## Task directions
Give back only the lines in the records below from the one with "Target: balcony railing" to the one with "Where can the wet", both inclusive, word for word.

§ §

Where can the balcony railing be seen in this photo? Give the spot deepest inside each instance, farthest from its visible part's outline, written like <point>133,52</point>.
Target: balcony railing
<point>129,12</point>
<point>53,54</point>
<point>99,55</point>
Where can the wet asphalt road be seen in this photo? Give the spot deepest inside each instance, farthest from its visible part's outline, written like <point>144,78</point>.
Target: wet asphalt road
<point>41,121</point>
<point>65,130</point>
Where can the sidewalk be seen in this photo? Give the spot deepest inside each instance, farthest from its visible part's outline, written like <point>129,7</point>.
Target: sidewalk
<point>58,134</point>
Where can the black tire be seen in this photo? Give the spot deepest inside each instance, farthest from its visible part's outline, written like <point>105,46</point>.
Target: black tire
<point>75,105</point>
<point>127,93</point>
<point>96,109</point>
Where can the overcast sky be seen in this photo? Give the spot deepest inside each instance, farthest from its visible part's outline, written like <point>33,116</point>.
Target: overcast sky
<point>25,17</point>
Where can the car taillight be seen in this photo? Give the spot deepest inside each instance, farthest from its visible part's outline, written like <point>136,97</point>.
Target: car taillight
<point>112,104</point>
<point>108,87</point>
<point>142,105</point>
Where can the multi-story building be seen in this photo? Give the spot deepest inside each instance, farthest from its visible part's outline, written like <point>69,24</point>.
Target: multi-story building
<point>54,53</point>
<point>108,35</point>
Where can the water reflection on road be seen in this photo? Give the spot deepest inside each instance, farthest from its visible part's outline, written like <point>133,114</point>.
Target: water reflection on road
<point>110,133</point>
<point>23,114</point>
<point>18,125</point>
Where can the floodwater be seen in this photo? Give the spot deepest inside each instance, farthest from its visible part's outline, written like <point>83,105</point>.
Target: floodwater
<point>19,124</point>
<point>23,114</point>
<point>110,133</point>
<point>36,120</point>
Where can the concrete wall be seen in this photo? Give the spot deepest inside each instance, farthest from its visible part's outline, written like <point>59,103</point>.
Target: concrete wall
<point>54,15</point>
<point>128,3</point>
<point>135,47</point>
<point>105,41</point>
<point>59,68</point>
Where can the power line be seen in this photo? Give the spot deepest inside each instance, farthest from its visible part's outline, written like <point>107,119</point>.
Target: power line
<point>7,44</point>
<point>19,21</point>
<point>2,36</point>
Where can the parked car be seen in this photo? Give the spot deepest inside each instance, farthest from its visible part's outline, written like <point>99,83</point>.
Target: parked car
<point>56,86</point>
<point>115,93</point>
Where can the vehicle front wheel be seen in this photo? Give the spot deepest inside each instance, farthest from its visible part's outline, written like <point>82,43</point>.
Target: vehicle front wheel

§ §

## Task response
Target: balcony railing
<point>129,12</point>
<point>53,54</point>
<point>99,55</point>
Where can the wet asphalt road be seen in this photo? Give the spot deepest inside each instance, farthest from its visible part's outline, written like <point>144,78</point>.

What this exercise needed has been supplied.